_Aim of the exercise_:
Edit every row below so that "a pin for each instance" reads "one pin per instance" wherever it appears, and leave everything else unchanged.

_Data to use_:
——————

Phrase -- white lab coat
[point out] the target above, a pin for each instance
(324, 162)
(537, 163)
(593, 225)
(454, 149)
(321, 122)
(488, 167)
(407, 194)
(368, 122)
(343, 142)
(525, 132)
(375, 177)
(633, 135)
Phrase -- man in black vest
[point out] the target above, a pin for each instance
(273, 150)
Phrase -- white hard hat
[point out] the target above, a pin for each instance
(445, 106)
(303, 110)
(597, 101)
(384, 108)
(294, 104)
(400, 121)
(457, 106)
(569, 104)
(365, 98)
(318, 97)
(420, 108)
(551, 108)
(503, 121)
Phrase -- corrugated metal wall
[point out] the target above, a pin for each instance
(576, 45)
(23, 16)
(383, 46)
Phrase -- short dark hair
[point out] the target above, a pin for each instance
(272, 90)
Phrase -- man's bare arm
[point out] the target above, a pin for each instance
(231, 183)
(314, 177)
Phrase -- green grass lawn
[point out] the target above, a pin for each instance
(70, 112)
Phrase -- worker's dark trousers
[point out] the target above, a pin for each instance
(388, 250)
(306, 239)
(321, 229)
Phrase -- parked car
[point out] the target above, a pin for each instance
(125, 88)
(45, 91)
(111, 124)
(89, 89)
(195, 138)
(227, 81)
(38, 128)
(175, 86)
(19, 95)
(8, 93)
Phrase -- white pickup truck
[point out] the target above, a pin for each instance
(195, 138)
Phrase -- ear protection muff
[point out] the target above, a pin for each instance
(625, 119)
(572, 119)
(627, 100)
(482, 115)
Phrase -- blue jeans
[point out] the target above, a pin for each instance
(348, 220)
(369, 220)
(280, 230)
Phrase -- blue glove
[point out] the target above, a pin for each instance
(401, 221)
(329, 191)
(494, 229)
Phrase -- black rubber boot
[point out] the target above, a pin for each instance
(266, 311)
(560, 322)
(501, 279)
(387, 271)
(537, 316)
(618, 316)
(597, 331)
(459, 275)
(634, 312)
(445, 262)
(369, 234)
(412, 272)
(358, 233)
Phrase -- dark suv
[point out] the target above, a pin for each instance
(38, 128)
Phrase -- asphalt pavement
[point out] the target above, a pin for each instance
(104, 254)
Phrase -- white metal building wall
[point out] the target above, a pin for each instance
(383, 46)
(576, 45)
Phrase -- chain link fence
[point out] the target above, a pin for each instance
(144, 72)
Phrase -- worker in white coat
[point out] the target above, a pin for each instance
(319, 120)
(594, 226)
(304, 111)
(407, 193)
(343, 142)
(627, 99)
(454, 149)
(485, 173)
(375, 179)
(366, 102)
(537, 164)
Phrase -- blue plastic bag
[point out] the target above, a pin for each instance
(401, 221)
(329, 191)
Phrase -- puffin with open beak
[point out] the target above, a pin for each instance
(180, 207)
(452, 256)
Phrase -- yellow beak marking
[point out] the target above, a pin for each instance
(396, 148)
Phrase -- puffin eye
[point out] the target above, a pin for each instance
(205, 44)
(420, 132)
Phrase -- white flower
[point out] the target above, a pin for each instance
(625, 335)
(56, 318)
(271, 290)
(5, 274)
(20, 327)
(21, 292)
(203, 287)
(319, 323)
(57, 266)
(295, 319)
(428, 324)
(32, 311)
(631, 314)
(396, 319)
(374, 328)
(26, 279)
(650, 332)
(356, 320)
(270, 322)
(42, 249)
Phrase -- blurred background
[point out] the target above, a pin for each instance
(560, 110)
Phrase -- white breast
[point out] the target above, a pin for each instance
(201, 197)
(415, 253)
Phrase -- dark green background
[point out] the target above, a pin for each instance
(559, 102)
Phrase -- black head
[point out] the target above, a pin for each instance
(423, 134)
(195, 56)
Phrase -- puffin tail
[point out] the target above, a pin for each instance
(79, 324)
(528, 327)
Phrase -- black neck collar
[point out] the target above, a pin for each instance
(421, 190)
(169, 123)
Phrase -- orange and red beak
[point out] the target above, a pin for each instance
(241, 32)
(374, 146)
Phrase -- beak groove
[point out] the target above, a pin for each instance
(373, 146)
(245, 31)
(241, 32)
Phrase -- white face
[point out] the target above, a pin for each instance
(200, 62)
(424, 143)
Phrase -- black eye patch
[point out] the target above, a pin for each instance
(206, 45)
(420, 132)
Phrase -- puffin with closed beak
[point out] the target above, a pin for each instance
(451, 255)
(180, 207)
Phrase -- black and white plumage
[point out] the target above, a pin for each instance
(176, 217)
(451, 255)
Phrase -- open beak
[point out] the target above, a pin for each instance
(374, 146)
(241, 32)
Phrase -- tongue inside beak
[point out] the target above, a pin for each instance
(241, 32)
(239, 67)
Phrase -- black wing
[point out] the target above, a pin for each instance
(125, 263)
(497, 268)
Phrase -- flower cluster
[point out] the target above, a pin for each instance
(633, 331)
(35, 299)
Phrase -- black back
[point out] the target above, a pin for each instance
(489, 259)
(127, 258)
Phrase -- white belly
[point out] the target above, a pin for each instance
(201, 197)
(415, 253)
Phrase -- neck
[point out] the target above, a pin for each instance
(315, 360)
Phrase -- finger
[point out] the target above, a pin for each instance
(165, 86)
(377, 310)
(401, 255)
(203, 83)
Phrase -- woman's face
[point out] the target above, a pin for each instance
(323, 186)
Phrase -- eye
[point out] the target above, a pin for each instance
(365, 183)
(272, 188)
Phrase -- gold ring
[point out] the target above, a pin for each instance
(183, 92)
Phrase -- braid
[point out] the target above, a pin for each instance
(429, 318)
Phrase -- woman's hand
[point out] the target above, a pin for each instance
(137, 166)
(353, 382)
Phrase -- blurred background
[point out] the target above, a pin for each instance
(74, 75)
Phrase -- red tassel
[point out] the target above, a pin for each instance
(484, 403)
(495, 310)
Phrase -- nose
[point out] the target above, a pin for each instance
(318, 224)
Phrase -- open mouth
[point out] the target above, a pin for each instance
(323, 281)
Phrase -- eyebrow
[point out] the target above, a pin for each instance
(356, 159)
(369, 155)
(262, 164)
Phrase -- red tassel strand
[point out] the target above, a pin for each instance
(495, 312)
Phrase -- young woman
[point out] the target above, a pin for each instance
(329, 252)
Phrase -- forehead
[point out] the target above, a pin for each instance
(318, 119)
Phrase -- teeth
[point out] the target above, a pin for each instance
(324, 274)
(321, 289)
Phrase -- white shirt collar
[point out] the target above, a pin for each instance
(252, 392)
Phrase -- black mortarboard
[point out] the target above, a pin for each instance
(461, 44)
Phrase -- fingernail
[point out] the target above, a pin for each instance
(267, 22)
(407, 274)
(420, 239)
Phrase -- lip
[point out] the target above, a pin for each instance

——————

_The completed task_:
Phrase -- white lab coat
[point out] the target above, one pin per instance
(324, 162)
(537, 163)
(593, 225)
(454, 149)
(321, 122)
(488, 167)
(407, 194)
(368, 122)
(343, 142)
(525, 132)
(375, 177)
(633, 135)
Phrase -- man in black vest
[point out] the target above, one pin per instance
(273, 150)
Phrase -- white hard hat
[point out] the target above, one pin per instance
(445, 106)
(303, 110)
(597, 101)
(384, 108)
(294, 104)
(400, 121)
(457, 106)
(569, 104)
(365, 98)
(318, 97)
(420, 108)
(551, 108)
(503, 121)
Phrase -- corrugated metal wall
[point out] the target above, one pin per instance
(576, 45)
(23, 16)
(383, 46)
Phrase -- short dark hair
[point out] the target above, one pin per instance
(272, 90)
Phrase -- man's bare arm
[point out] the target above, one pin per instance
(231, 183)
(314, 177)
Phrase -- green grass lawn
[point out] the target above, one pin per instance
(70, 112)
Phrase -- worker's dark trousers
[point out] the target above, one pin per instance
(388, 250)
(306, 239)
(321, 229)
Phrase -- parked car
[point out] the target above, one pin per instance
(125, 88)
(45, 91)
(111, 124)
(89, 89)
(195, 138)
(227, 81)
(38, 128)
(175, 86)
(19, 95)
(8, 93)
Phrase -- white pickup truck
[point out] the target above, one pin per instance
(195, 138)
Phrase -- ear protection muff
[point out] the target above, one pin per instance
(625, 119)
(572, 119)
(627, 100)
(482, 115)
Phrase -- blue jeans
[point out] the target above, one pin per instance
(348, 220)
(369, 220)
(280, 230)
Phrase -- blue glove
[point out] the target above, one pin per instance
(401, 221)
(329, 191)
(494, 229)
Phrase -- black rubber boot
[point out] the target above, one pin per instance
(266, 311)
(560, 322)
(501, 279)
(387, 271)
(537, 316)
(618, 316)
(597, 331)
(459, 275)
(634, 312)
(445, 262)
(369, 234)
(412, 272)
(358, 233)
Phrase -- dark suv
[point out] the target above, one pin per instance
(38, 128)
Phrase -- asphalt pavement
[point out] the target above, one pin per instance
(104, 254)
Phrase -- white metal building wall
[point out] the target above, one pin per instance
(383, 46)
(576, 45)
Phrase -- chain link fence
[point out] the target above, one pin per instance
(144, 72)
Phrase -- worker in white coat
[point out] the target above, one pin per instance
(319, 120)
(594, 226)
(304, 111)
(407, 193)
(343, 142)
(627, 99)
(454, 149)
(485, 173)
(375, 179)
(366, 102)
(537, 164)
Phrase -- blue plastic bag
[point out] the target above, one pin per instance
(401, 221)
(329, 191)
Phrase -- puffin with open beak
[point out] the target above, one pin per instance
(180, 207)
(452, 256)
Phrase -- yellow beak marking
[point out] the target above, one pin per instance
(396, 148)
Phrase -- puffin eye
[point out] the target above, one pin per instance
(205, 44)
(420, 132)
Phrase -- white flower
[point out] the target above, one pin per instance
(625, 335)
(56, 318)
(271, 290)
(5, 274)
(20, 327)
(21, 292)
(203, 287)
(319, 323)
(57, 266)
(295, 319)
(428, 324)
(32, 311)
(631, 314)
(396, 319)
(374, 328)
(26, 279)
(650, 332)
(356, 320)
(270, 322)
(42, 249)
Phrase -- blurred background
[point out] the target above, one pin per instance
(560, 110)
Phrase -- white breast
[point out] the target above, one pin per instance
(201, 197)
(415, 253)
Phrase -- dark green background
[point out] the target above, one pin per instance
(559, 102)
Phrase -- black head
[point out] the target above, one pin per instance
(423, 134)
(195, 56)
Phrase -- puffin tail
[point out] the target above, one pin per instance
(79, 324)
(528, 327)
Phrase -- black neck collar
[point out] the target above, one pin per instance
(421, 190)
(169, 123)
Phrase -- orange and red beak
[point out] the target above, one pin per instance
(241, 32)
(374, 146)
Phrase -- beak groove
[point out] the target above, one pin per instance
(373, 146)
(245, 31)
(241, 32)
Phrase -- white face
[point out] the target above, one pin per instance
(200, 62)
(424, 143)
Phrase -- black eye patch
[point out] the target above, one pin per instance
(206, 45)
(420, 132)
Phrase -- puffin with closed beak
[point out] the target above, one pin per instance
(451, 255)
(180, 207)
Phrase -- black and white plumage
[point out] the target above, one pin per instance
(176, 217)
(451, 255)
Phrase -- open beak
[point out] the target above, one pin per instance
(374, 146)
(241, 32)
Phrase -- tongue inside beak
[point out] the target above, one pin per instance
(241, 32)
(239, 67)
Phrase -- black wing
[point out] the target above, one pin per instance
(125, 263)
(497, 268)
Phrase -- flower cluster
[point out] the target above, one pin per instance
(633, 331)
(35, 299)
Phrase -- black back
[point out] the target above, one pin per instance
(489, 259)
(127, 258)
Phrase -- white belly
[point out] the target above, one pin per instance
(201, 197)
(415, 253)
Phrase -- neck
[point out] the target above, one pin per instance
(315, 360)
Phrase -- finger
[point out] the target above, one pin per instance
(165, 86)
(377, 310)
(401, 255)
(203, 83)
Phrase -- woman's face
[point out] the target above, one pin per instance
(323, 186)
Phrase -- eye
[point out] the target above, one pin per instance
(365, 183)
(272, 188)
Phrase -- gold ring
[point out] the target above, one pin per instance
(183, 92)
Phrase -- braid
[point out] the target above, one pin per instance
(429, 318)
Phrase -- woman's hand
[point out] the target above, one pin per instance
(137, 166)
(353, 382)
Phrase -- blurred background
[point out] the target above, one pin per instance
(74, 75)
Phrase -- red tassel
[point out] the target above, one pin per instance
(484, 403)
(495, 310)
Phrase -- nose
[point out] the target above, one pin per instance
(318, 224)
Phrase -- open mouth
[point out] the target above, one pin per instance
(323, 281)
Phrase -- eyebrow
[point out] the target above, one pin per instance
(356, 159)
(369, 155)
(262, 164)
Phrase -- red tassel strand
[point out] the target above, one pin per instance
(495, 312)
Phrase -- young woman
[point out] the target above, one pin per instance
(329, 252)
Phrase -- forehead
[point out] the target above, one pin per instance
(318, 119)
Phrase -- teeth
[point out] the target above, one pin per instance
(324, 274)
(321, 289)
Phrase -- white shirt collar
[point out] the target above, one pin per instance
(252, 392)
Phrase -- black mortarboard
[point out] the target above, one pin per instance
(461, 44)
Phrase -- fingernail
[point out] the target above, one pin per instance
(267, 22)
(407, 274)
(420, 239)
Phrase -- lip
[point out] the target above, one pin per instance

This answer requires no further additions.